Saved entries

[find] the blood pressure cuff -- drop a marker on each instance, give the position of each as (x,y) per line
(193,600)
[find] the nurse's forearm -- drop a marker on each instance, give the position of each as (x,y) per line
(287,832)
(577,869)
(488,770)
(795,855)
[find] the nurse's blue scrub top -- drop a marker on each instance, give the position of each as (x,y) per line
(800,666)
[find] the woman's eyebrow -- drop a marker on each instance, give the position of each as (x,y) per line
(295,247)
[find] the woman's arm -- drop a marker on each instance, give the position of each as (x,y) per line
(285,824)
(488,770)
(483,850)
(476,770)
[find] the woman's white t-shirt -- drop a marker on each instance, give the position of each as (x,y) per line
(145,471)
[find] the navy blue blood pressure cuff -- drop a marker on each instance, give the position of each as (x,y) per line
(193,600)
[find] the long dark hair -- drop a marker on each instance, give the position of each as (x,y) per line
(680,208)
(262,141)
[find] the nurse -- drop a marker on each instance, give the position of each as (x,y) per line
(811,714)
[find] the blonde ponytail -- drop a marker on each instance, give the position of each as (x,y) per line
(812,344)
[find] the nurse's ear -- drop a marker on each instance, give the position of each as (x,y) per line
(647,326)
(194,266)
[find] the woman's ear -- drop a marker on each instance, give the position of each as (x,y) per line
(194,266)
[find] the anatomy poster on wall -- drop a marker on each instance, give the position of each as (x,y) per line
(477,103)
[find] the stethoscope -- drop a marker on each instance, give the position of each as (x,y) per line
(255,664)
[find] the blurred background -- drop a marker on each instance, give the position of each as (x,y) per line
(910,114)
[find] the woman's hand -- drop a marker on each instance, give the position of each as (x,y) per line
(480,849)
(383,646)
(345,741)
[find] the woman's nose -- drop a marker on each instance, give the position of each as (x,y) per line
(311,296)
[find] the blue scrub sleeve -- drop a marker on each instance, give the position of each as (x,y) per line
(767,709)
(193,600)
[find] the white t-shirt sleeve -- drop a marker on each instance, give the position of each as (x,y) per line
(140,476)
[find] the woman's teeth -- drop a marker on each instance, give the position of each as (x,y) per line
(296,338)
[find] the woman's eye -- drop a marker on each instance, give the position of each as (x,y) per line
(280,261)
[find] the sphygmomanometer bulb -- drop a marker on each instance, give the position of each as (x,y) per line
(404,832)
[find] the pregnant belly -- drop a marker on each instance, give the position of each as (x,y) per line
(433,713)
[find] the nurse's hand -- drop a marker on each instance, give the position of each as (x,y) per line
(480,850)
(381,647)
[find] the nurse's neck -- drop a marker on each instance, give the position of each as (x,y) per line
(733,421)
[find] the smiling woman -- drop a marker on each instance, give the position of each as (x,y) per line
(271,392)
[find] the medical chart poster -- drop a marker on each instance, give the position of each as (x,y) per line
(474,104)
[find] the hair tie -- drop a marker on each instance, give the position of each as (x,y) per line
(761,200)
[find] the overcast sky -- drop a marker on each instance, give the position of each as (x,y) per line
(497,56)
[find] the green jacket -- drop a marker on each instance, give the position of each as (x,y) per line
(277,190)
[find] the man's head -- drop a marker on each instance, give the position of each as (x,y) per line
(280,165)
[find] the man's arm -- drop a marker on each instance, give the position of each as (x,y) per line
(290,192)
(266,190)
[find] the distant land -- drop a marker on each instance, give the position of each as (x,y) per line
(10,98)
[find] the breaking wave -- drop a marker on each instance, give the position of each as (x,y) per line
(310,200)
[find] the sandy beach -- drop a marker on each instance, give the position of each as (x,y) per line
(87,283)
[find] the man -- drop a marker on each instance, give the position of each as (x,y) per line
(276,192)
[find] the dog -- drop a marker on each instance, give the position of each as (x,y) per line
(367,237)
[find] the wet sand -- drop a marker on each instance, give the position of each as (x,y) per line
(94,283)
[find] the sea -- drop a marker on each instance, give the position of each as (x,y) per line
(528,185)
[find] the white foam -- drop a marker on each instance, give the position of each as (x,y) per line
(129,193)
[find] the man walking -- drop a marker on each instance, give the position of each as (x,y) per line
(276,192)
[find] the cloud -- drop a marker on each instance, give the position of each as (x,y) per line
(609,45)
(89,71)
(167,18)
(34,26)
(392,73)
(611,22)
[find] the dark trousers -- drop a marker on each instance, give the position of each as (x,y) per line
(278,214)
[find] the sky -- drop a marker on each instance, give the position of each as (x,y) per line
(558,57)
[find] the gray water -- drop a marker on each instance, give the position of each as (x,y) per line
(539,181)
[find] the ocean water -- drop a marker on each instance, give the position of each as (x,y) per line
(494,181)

**TASK DESCRIPTION**
Above are the records; copy all of them exactly.

**SOLUTION TO THIS EXERCISE**
[find] the blood pressure cuff -- drop a marker on each instance, give the position of each as (x,y) per line
(193,600)
[find] the nurse's forearm -- drop a marker on each instance, give the position of each as (x,y) per line
(287,832)
(577,869)
(488,770)
(795,855)
[find] the nurse's blue scrub top -- drop a marker on each instance, give the position of each as (x,y) per line
(800,666)
[find] the woman's eyebrow -- drop a marker on each instance, give the position of each as (x,y) per line
(295,247)
[find] the woman's arm -- drop a marker on each instance, give the position of each as (x,y) per line
(285,824)
(488,770)
(483,850)
(476,770)
[find] the woman's white t-shirt -- drop a marker on each instance, give the position of each as (x,y) per line
(145,471)
[find] the navy blue blood pressure cuff -- drop a marker on each instance, give the position of each as (x,y) per line
(193,600)
[find] the long dark hair -- drop a marker on each instance, give the position of each as (x,y) per line
(680,208)
(262,141)
[find] the nurse -- drop a marker on each instance, give the position of each as (x,y) per line
(811,714)
[find] the blonde ponytail -- drop a marker on each instance, give the position of each as (x,y) per line
(812,344)
[find] the nurse's ear -- drop a marker on each instance, give the position of each as (x,y) per line
(647,326)
(194,266)
[find] the woman's ear -- drop a marker on each instance, give the position of each as (x,y) per line
(194,266)
[find] the anatomy poster on wall -- drop a marker on each instance, give the position of each as (x,y) per line
(477,103)
[find] the stethoscope -- drop a marker on each instance, give the position of each as (x,y) per line
(255,664)
[find] the blurred background -- drop a marker on each instance, give the position of each as (x,y) per line
(910,114)
[find] the woman's hand -- drop a marker on each instance, give the position of each as (x,y) per line
(480,849)
(383,646)
(345,741)
[find] the woman's nose -- drop a marker on each instance, give the position of each as (x,y) per line
(311,296)
[find] the blue scrub sleeve -- drop a marker on each instance, give the position of each as (x,y) per line
(767,709)
(193,600)
[find] the white t-shirt sleeve -- drop a marker on each instance, give the position of each as (x,y) per line
(140,476)
[find] the woman's teeth -- drop a marker on each instance, give the position of each as (x,y) per line
(296,338)
[find] the woman's eye -- drop a marker on each instance, give the position of each as (x,y) per line
(280,261)
[find] the sphygmomanometer bulb -- drop a marker on each instance, give the position of each as (x,y) per line
(404,832)
[find] the pregnant belly -- drop a marker on each instance, give the position of each as (x,y) per line
(433,713)
[find] the nurse's hand -- drop a marker on each instance, give the position of each as (x,y) per line
(480,850)
(381,647)
[find] the nurse's neck -- drop a marker on each instance, give the position of each as (x,y) per line
(733,421)
[find] the smiling woman -- drop a marker on each instance, give the position of each as (x,y) per line
(271,392)
[find] the medical chart poster -- drop a marker on each instance, give the position of each as (x,y) per line
(474,104)
[find] the hair tie -- drop a marker on each instance, give the position of each as (x,y) per line
(761,200)
[find] the overcast sky -- drop a marker on each instance, give the position of each as (x,y) per line
(497,56)
[find] the green jacket -- drop a marker on each instance, give the position of each as (x,y) per line
(277,190)
[find] the man's head -- drop a marker on each instance, give the position of each as (x,y) per line
(280,165)
[find] the man's arm -- drop a marker on each instance, give the position of each as (x,y) per line
(290,192)
(266,190)
[find] the distant land -- drop a marker on each instance, give the position of each as (x,y) per line
(10,98)
[find] the breaking wave -- drop a marker on each instance, give the position of each as (x,y) per line
(310,200)
[find] the sandy beach -- drop a marker on each instance, give the position of each as (x,y) per line
(87,283)
[find] the man -- drop a marker on each instance, give the position of each as (x,y) per line
(276,192)
[find] the dog -- drop a marker on each instance, give the position of each as (x,y) per line
(367,237)
[find] the wet sand -- drop a marker on each instance, give the position of each as (x,y) per line
(94,283)
[find] the sea -- drop a marker on each instance, give the position of each as (x,y) per line
(528,185)
[find] the white foam -- drop a marker on each instance, give the position of each as (x,y) per line
(129,193)
[find] the man walking -- drop a marker on each instance, give the position of each as (x,y) per line
(276,192)
[find] the cloud -- drop a marker on each instance, give the position of each as (x,y) per line
(609,45)
(89,71)
(167,18)
(34,26)
(392,73)
(611,22)
[find] the dark trousers -- drop a marker on each instance, give the position of each as (x,y) per line
(278,214)
[find] the sky -- drop a marker on each instance, give the position of each as (x,y) per line
(558,57)
[find] the gray water -- drop a marker on each instance, give the position of each as (x,y) per line
(539,181)
[find] the ocean water -- drop a marker on each instance, give the position of each as (x,y) per line
(494,181)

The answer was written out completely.